Stated problem =
Retype all of the data. Every line must match exactly.

Records for processing =
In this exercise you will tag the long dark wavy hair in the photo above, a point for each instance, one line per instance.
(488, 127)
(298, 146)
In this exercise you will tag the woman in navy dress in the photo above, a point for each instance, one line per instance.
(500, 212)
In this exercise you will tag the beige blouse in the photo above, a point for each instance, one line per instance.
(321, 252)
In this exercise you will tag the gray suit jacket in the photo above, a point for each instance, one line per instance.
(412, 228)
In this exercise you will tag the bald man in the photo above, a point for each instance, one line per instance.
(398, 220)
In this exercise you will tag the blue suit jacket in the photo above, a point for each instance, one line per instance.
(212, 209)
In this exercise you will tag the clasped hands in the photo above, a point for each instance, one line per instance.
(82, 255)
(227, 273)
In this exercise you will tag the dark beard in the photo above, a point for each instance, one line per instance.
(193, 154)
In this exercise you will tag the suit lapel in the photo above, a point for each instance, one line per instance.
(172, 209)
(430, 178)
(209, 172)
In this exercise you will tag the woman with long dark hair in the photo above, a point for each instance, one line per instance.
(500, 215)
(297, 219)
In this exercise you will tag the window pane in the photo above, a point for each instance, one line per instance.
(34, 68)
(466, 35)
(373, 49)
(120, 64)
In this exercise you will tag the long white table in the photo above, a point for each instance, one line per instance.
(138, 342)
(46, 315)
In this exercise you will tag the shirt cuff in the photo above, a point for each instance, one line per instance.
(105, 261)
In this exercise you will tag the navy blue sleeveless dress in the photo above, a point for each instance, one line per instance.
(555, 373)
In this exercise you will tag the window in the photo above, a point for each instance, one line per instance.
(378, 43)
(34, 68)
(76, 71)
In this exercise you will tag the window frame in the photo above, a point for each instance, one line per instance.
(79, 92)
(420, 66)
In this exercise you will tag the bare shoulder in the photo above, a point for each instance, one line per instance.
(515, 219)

Answer for this exercise =
In this exercise you will tag the long dark wavy hair in the photo above, a point for each instance, one line per instance.
(488, 127)
(298, 146)
In this exercise you will tag the woman in navy dress in the photo above, a point for each instance, one line per instance.
(500, 212)
In this exercise you will tag the beige blouse in the photo above, a point for each instance, one line per instance.
(321, 252)
In this exercise you will tag the gray suit jacket in the photo above, a point for each instance, one line per instance.
(412, 228)
In this exercise you will tag the bald man in the photo above, a point for each instance, one line per instance.
(398, 220)
In this exercise you will tag the blue suit jacket in the photo above, a point for each instance, one line per instance.
(212, 209)
In this exercise you will tag the clasped hands in the photo above, a point for each instance, one line per instance.
(82, 255)
(227, 273)
In this exercise you will tag the dark beard in the photo above, a point for each instance, one line per instance.
(193, 154)
In this exercise you will tag the suit lapel in the photo above, a point for each instance, one line per instance.
(172, 209)
(430, 178)
(209, 172)
In this exercise you will tag the woman with long dark hair in the photo above, a point for each instance, one line per instance.
(500, 215)
(297, 219)
In this exercise you will tag the window pane in the photo above, a point for each instance, one line per instance.
(34, 68)
(466, 35)
(373, 49)
(120, 64)
In this exercise you will tag the long white table in the photo above, a point for each instance, one line per instance.
(138, 342)
(46, 315)
In this exercise you will tag the shirt cuff in the photo above, a point for each instance, one line per instance.
(105, 261)
In this exercise you will tag the navy blue sleeveless dress in the photo above, a point for each instance, one line per instance.
(555, 373)
In this exercise you will tag the window in the photo above, a point for each instance, one line per instance.
(378, 43)
(34, 68)
(76, 71)
In this exercise you will tag the window frame in the photo above, a point for each instance, one line per instance.
(79, 92)
(420, 66)
In this exercise you will tag the bare shoulder in the photo above, a point for each instance, one line per instance.
(515, 219)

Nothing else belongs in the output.